## Task prompt
Reproduce every item below line for line, leaving out the pictures.

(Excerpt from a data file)
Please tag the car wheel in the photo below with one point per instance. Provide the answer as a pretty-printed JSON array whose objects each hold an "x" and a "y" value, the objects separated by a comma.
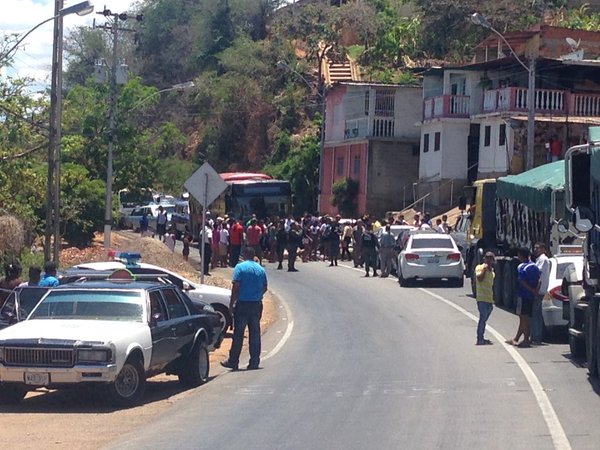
[
  {"x": 577, "y": 347},
  {"x": 128, "y": 389},
  {"x": 196, "y": 367},
  {"x": 11, "y": 394},
  {"x": 224, "y": 315}
]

## Exercise result
Please tag the car wheel in the photo below with one point per instance. Provide the answer as a pretty-printed JSON array whose objects each hold an "x" and a "y" value, the objects separated by a comma.
[
  {"x": 577, "y": 347},
  {"x": 128, "y": 389},
  {"x": 196, "y": 367},
  {"x": 11, "y": 394},
  {"x": 224, "y": 315}
]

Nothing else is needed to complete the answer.